:: GIVEN PASSAGE ::
# Marinated Ukranian Eggplant with dill?



## CWS4322 (Jan 2, 2011)

There is a local perogie shop that sells the most amazing marinated eggplant salad. The name is always written in Cyrillic, so I don't know what it is called. The eggplant is roasted (I think), still has the skin on, cut in strips about 1/4" thick, has fresh dill, vinegar? sugar? in the dressing.  I've tried to make it (when the eggplant is overwhelming me in the garden), and haven't liked my results...I'm missing something? Maybe a dash of cloves? Anyone have a recipe for eggplant prepared this way?

Thanks!


----------



## CharlieD (Jan 3, 2011)

Ha, I've had the very simular in a mediterenian restaurant, and have been looking for the recipe for few years now, they have closed since. But cannot find it. I eat the eggplant, but cannot say that it is anywhere close to the top of the list of my favorit ones.  But that salad was awesome. 

I have an idea, give me the phone number for the place, I'll call them and tell them that I had it on the visit to where ever it is you live and ask for recipe, see if they would give it to me. we can try right, we have nothing to loose.


----------



## PrincessFiona60 (Jan 3, 2011)

CharlieD said:


> Ha, I've had the very simular in a mediterenian restaurant, and have been looking for the recipe for few years now, they have closed since. But cannot find it. I eat the eggplant, but cannot say that it is anywhere close to the top of the list of my favorit ones. But that salad was awesome.
> 
> I have an idea, give me the phone number for the place, I'll call them and tell them that I had it on the visit to where ever it is you live and ask for recipe, see if they would give it to me. we can try right, we have nothing to loose.


 
Charlie,

 loose vs lose

Loose vs Lose - e Learn English Language

Hope that helps.  The site looks good for confusing words!


----------



## CharlieD (Jan 4, 2011)

Live and learn, huh, thank you.


----------



## CharlieD (Jan 4, 2011)

Well, we had nothing to lose, right. They would not give the recipe. But this is what I found on line:
Marinated Eggplant: 2000s Recipes + Menus : gourmet.com


----------



## PrincessFiona60 (Jan 5, 2011)

CharlieD said:


> Live and learn, huh, thank you.


 
You are welcome!


----------
:::
■ SET PROBLEM 1
Name every user who posts in the eggplant thread.
:: GIVEN INFORMATION ::
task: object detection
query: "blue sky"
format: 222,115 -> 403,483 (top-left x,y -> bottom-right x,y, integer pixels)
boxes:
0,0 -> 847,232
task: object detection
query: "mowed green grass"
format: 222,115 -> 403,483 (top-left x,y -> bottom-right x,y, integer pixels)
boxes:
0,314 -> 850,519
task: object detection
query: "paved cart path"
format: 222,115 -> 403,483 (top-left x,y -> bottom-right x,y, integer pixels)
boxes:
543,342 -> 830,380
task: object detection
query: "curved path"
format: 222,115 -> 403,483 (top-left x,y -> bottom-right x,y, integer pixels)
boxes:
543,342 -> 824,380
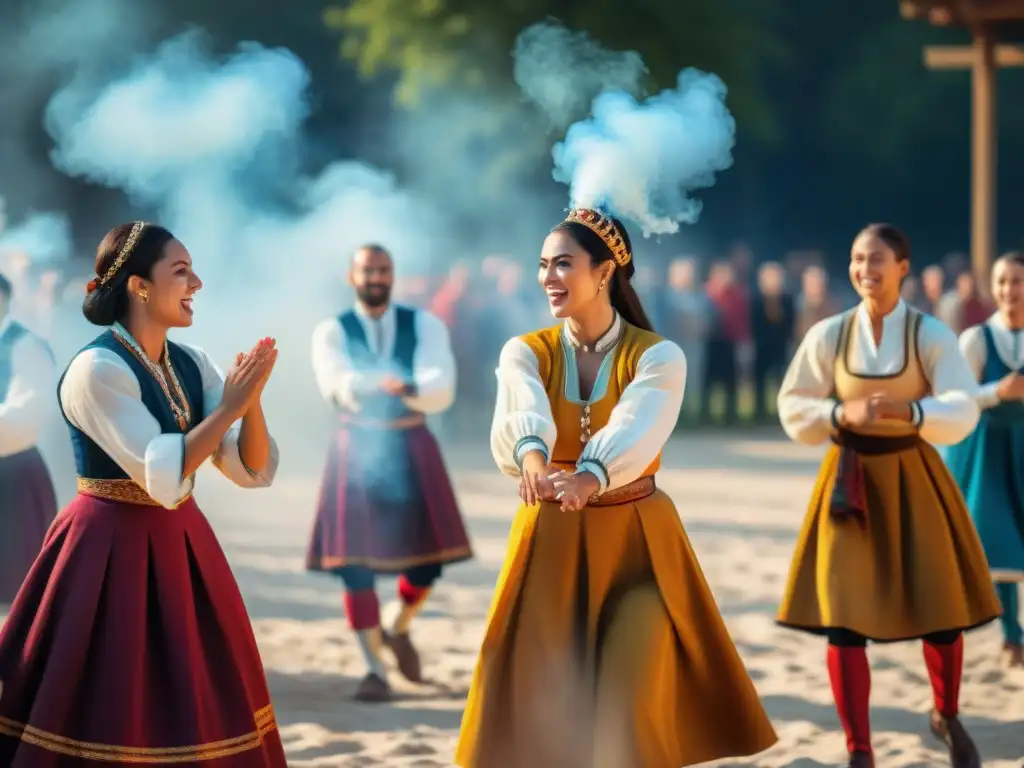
:::
■ SET PROBLEM 2
Copy the records above line for line without any changes, and leave the picture out of your copy.

■ RESPONSE 1
CWS4322, CharlieD, PrincessFiona60

■ RESPONSE 2
task: object detection
query: "blue sky"
format: 222,115 -> 403,483 (top-left x,y -> bottom-right x,y, integer pixels)
boxes:
0,0 -> 847,232
task: object detection
query: "mowed green grass"
format: 222,115 -> 403,483 (top-left x,y -> bottom-right x,y, integer pixels)
boxes:
0,314 -> 850,519
task: object detection
query: "paved cart path"
format: 222,115 -> 403,483 (top-left x,y -> bottom-right x,y, integer pixels)
boxes:
543,342 -> 830,380
task: object detection
query: "curved path"
format: 222,115 -> 403,483 (top-left x,y -> bottom-right x,y, integer pixels)
boxes:
543,342 -> 824,380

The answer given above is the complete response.